After the release of the Ableton Push (1), the team at Ableton have broken away from their previous partners in crime Akai that co producer the Push 1 and have gone solo and created the second coming of what was already and great all in one controller and made it even better than before with the Ableton Push 2.
Let us dig a little deeper as Bpm Skills finds out if this is the right Ableton midi controller for studio or live setup.
I have to start off saying this. The Ableton Push 2 is a sex god with its black finish and strong aluminum body.
The push 2 now has low profiled high-quality rubber pads for that sturdy touch sensitive velocity feel and functionality, known and loved by traditionally beatmakers who grew up using the Mpc or even the NI Maschine.
This piece looks super dope laid out on your studio table, it really pops and catches the eye. I know, I know, that has nothing to do with the specs, workflow, and stability of the machine but damn it looks good. So this bad boy gets 5 out of 5 for studio sex appeal and audio eye candy.
Push 2 makes using the session view in Ableton DAW fun, creative and easy. This piece of hardware is intuitive not only with the software but inspires workflow of the producer, with its innovative use of the controllers real estate and ergonomic design.
═══
→ **Written instruction 1**: Scale the listing by writing out every line again, requests included, with each point coordinate in the answers multiplied by 0.3 and rounded to a whole number, halves rounded up. Leave the numbers in the requests and their format samples unchanged.
The listing below has no connection to the Push 2 review.
═══
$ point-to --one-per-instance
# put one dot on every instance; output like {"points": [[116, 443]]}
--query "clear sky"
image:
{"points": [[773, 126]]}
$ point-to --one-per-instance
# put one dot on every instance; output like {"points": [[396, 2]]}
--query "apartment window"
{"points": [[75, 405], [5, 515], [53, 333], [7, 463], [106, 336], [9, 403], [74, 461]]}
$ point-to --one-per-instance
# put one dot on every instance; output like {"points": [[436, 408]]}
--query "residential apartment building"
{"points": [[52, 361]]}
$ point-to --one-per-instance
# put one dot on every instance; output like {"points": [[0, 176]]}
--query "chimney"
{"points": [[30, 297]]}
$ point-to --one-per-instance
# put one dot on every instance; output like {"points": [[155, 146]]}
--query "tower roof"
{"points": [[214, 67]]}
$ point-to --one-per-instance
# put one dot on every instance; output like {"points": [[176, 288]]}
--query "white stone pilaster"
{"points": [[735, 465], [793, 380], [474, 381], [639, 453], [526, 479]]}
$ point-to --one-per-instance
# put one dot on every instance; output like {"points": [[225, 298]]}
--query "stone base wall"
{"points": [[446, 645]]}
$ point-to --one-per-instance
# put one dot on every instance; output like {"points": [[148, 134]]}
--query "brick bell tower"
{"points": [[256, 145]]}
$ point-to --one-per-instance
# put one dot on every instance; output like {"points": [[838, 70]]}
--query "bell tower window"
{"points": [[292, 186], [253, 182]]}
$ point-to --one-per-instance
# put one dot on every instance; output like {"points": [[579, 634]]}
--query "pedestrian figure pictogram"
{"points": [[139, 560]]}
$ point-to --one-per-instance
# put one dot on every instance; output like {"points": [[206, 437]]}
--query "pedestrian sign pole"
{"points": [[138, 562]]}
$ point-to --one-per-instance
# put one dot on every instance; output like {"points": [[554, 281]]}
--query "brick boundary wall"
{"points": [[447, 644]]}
═══
→ **Written instruction 2**: Copy the part of the Push 2 review starting with "This piece looks" and going on through "and ergonomic design.".

→ **Correct answer 1**:
$ point-to --one-per-instance
# put one dot on every instance; output like {"points": [[116, 443]]}
--query "clear sky"
image:
{"points": [[232, 38]]}
$ point-to --one-per-instance
# put one dot on every instance; output like {"points": [[396, 2]]}
--query "apartment window"
{"points": [[23, 122], [2, 155], [16, 100], [2, 139], [32, 101], [3, 121], [22, 138]]}
$ point-to --one-per-instance
# put one dot on every instance; output like {"points": [[436, 408]]}
--query "residential apartment building"
{"points": [[16, 108]]}
$ point-to --one-per-instance
# put one dot on every instance; output like {"points": [[0, 176]]}
--query "chimney"
{"points": [[9, 89]]}
$ point-to --one-per-instance
# put one dot on every instance; output like {"points": [[155, 146]]}
--query "tower roof"
{"points": [[64, 20]]}
$ point-to --one-per-instance
# put one dot on every instance; output like {"points": [[176, 288]]}
--query "white stone pilaster"
{"points": [[221, 140], [238, 114], [142, 114], [192, 136], [158, 144]]}
$ point-to --one-per-instance
# put one dot on every instance; output like {"points": [[225, 298]]}
--query "stone base wall"
{"points": [[134, 194]]}
$ point-to --one-per-instance
# put one dot on every instance; output like {"points": [[148, 134]]}
--query "brick bell tower"
{"points": [[77, 44]]}
$ point-to --one-per-instance
# put one dot on every instance; output like {"points": [[838, 70]]}
--query "bell tower window"
{"points": [[88, 56], [76, 55]]}
$ point-to --one-per-instance
# put one dot on every instance; output like {"points": [[579, 634]]}
--query "pedestrian figure pictogram"
{"points": [[42, 168]]}
$ point-to --one-per-instance
# put one dot on every instance; output like {"points": [[206, 437]]}
--query "pedestrian sign pole"
{"points": [[41, 169]]}
$ point-to --one-per-instance
# put one dot on every instance; output like {"points": [[554, 281]]}
--query "brick boundary wall"
{"points": [[134, 193]]}

→ **Correct answer 2**:
This piece looks super dope laid out on your studio table, it really pops and catches the eye. I know, I know, that has nothing to do with the specs, workflow, and stability of the machine but damn it looks good. So this bad boy gets 5 out of 5 for studio sex appeal and audio eye candy.
Push 2 makes using the session view in Ableton DAW fun, creative and easy. This piece of hardware is intuitive not only with the software but inspires workflow of the producer, with its innovative use of the controllers real estate and ergonomic design.